**Exercise instructions**
Your task is to output all the records below, word for word.
::: Data excerpts
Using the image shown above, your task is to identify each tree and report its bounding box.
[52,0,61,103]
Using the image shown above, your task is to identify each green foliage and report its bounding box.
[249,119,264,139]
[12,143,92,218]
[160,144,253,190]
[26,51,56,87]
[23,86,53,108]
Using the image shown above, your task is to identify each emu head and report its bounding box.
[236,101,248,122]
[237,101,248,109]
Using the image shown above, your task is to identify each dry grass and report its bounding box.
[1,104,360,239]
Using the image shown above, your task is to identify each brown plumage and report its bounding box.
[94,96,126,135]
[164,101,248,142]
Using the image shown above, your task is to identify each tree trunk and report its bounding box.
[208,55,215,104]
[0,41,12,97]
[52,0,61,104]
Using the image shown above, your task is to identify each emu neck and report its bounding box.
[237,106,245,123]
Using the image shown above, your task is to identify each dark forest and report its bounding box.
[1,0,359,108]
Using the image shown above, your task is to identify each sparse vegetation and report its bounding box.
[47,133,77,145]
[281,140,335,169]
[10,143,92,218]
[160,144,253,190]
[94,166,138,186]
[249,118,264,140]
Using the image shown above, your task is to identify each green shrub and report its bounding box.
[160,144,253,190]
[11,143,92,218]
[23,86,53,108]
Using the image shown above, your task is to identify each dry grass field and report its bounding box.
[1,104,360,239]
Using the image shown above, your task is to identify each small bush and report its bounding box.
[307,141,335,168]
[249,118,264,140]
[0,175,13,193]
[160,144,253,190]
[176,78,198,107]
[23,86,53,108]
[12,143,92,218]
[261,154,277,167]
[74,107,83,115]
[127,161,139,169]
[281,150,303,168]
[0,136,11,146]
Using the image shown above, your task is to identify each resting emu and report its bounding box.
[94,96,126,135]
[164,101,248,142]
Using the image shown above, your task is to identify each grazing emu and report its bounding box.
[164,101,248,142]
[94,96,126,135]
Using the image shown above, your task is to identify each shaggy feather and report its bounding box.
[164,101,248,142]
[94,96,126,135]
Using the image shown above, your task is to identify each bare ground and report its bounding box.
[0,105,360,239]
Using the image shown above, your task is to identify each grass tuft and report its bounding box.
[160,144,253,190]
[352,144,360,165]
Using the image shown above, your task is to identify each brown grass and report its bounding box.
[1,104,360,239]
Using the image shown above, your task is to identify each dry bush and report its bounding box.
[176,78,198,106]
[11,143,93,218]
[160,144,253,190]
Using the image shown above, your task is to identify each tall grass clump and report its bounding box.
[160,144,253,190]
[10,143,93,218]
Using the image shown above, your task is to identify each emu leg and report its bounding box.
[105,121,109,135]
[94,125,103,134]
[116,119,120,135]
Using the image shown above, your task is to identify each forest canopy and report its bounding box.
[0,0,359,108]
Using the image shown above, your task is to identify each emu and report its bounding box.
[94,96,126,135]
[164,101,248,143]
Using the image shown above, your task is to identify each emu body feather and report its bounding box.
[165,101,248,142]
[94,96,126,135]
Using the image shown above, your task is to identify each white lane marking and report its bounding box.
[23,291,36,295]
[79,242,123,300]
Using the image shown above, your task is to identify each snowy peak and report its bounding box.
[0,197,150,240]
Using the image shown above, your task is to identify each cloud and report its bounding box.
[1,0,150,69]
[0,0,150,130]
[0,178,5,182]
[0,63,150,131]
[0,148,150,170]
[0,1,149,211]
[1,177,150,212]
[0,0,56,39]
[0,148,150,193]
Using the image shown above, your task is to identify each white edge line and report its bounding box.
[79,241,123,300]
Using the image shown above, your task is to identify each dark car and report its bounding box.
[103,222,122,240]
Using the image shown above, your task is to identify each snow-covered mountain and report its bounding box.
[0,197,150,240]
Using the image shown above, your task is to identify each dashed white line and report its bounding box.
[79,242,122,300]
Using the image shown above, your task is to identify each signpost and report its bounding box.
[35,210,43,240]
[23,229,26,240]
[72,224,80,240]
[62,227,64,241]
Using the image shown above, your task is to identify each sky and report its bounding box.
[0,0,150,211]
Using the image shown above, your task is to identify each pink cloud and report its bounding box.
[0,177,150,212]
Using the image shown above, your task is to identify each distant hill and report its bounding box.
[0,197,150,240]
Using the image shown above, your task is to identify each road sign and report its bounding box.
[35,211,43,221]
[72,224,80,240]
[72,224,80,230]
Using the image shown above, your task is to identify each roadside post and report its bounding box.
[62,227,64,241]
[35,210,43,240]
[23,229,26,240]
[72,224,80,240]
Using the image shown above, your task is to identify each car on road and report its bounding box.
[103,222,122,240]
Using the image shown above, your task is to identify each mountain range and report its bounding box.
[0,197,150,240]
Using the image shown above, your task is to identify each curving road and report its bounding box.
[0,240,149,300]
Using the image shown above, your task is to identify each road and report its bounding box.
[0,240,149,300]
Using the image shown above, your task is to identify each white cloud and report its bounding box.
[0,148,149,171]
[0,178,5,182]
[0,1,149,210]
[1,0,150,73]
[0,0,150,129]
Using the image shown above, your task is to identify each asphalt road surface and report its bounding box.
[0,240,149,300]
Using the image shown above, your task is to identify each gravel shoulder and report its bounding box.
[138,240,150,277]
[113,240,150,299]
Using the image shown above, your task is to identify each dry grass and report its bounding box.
::::::
**Response to this task**
Using the image shown above, your task is to identify each tree and report its bounding box.
[52,0,61,103]
Using the image shown above, your task is to identify each green foliage and report its bounding box.
[249,119,264,139]
[12,143,92,218]
[160,144,253,190]
[26,51,56,87]
[23,86,53,108]
Using the image shown above, your task is to identify each emu head and report its bounding box.
[236,101,248,122]
[237,101,248,109]
Using the image shown above, your task is to identify each dry grass and report its bounding box.
[1,104,360,239]
Using the image shown above, your task is to identify each brown plumage and report its bounding box.
[94,96,126,135]
[164,101,248,142]
Using the image shown above, your task is to identify each tree trunk and report its bounding box.
[208,55,215,104]
[0,41,12,97]
[52,0,61,104]
Using the image shown above, your task is to identify each emu neck and report its bounding box.
[237,106,245,123]
Using the image shown above, your task is to identify each dark forest and report its bounding box.
[1,0,359,108]
Using the image shown above, your task is to identify each sparse vegetation and report its bounding box.
[47,133,77,145]
[281,140,335,169]
[10,143,92,218]
[160,144,253,190]
[94,166,138,186]
[249,118,264,140]
Using the image shown above, your task is to identify each green shrub and report its bounding box.
[160,144,253,190]
[11,143,92,218]
[23,86,53,108]
Using the image shown above, your task is to identify each dry grass field and report its bounding box.
[1,104,360,239]
Using the image shown above, your task is to identify each small bush and report its bounding box.
[307,141,335,168]
[249,118,264,140]
[0,175,13,193]
[160,144,253,190]
[176,78,198,107]
[23,86,53,108]
[12,143,92,218]
[261,154,277,167]
[74,107,83,115]
[127,161,139,169]
[281,150,303,168]
[0,136,11,146]
Using the image shown above, your task is to identify each resting emu and report its bounding box.
[94,96,126,135]
[164,101,248,142]
Using the image shown above, your task is to identify each grazing emu and report its bounding box.
[164,101,248,142]
[94,96,126,135]
Using the image shown above, your task is to identify each shaggy feather and report its bounding box.
[164,101,248,142]
[94,96,126,135]
Using the image shown above, your task is to identify each bare ground and report its bounding box.
[0,105,360,239]
Using the image shown above, your task is to identify each grass tuft and report its bounding box.
[160,144,253,190]
[352,144,360,165]
Using the image shown above, your task is to identify each brown grass and report its bounding box.
[1,104,360,239]
Using the image shown above, your task is to identify each dry bush and report its bounding box.
[176,78,198,106]
[11,143,93,218]
[160,144,253,190]
Using the image shown above, your task is to identify each tall grass clump and report its bounding box.
[160,144,253,190]
[10,143,93,218]
Using the image shown above, your task is to identify each emu leg and report its bounding box.
[105,121,109,135]
[94,125,103,134]
[116,119,120,135]
Using the image shown above, your task is to identify each forest canopy and report its bounding box.
[0,0,359,108]
Using the image shown above, your task is to identify each emu and report its bounding box.
[94,96,126,135]
[164,101,248,143]
Using the image shown above, your task is to identify each emu body feather and report its bounding box.
[165,101,248,142]
[94,96,126,135]
Using the image shown above, your task is to identify each white lane marking and report its bounding box.
[23,291,36,295]
[79,242,123,300]
Using the image shown above, your task is to identify each snowy peak and report its bounding box.
[0,197,150,240]
Using the image shown above, your task is to identify each cloud and report its bounding box.
[1,0,150,69]
[0,0,150,130]
[0,178,5,182]
[0,63,150,131]
[0,148,150,170]
[0,1,149,211]
[1,177,150,212]
[0,0,56,39]
[0,148,150,193]
Using the image shown above, your task is to identify each white edge line and report its bounding box.
[79,241,123,300]
Using the image shown above, your task is to identify each dark car and report its bounding box.
[103,222,122,240]
Using the image shown above, your task is to identify each snow-covered mountain and report its bounding box.
[0,197,150,240]
Using the image shown above, your task is to identify each dashed white line and report its bounding box.
[79,242,122,300]
Using the image shown above, your task is to identify each signpost and report its bounding box.
[35,210,43,240]
[23,229,26,240]
[72,224,80,240]
[62,227,64,241]
Using the image shown above, your task is to identify each sky and report its bounding box.
[0,0,150,211]
Using the image shown above, your task is to identify each pink cloud and report its bounding box.
[0,177,150,212]
Using the image shown above, your task is to identify each distant hill and report its bounding box.
[0,197,150,240]
Using the image shown above, your task is to identify each road sign and report its bounding box.
[35,211,43,221]
[72,224,80,240]
[72,224,80,230]
Using the image shown above, your task is to identify each roadside post and report its bounding box.
[62,227,64,241]
[35,210,43,240]
[23,229,26,240]
[72,224,80,240]
Using the image shown above, your task is to identify each car on road and report its bounding box.
[103,222,122,240]
Using the image shown above, your task is to identify each mountain range and report its bounding box.
[0,197,150,240]
Using the image shown above, your task is to identify each curving road and report its bounding box.
[0,240,149,300]
Using the image shown above, your task is to identify each road and report its bounding box.
[0,240,149,300]
Using the image shown above, your task is to identify each white cloud and report its bounding box.
[0,148,149,171]
[0,178,5,182]
[0,1,149,210]
[1,0,150,73]
[0,0,150,129]
Using the image shown above, your task is to identify each asphalt road surface and report its bounding box.
[0,240,149,300]
Using the image shown above, your task is to identify each gravel shoulder and report its bounding box.
[138,240,150,277]
[113,240,150,299]
Using the image shown above, your task is to identify each dry grass and report its bounding box.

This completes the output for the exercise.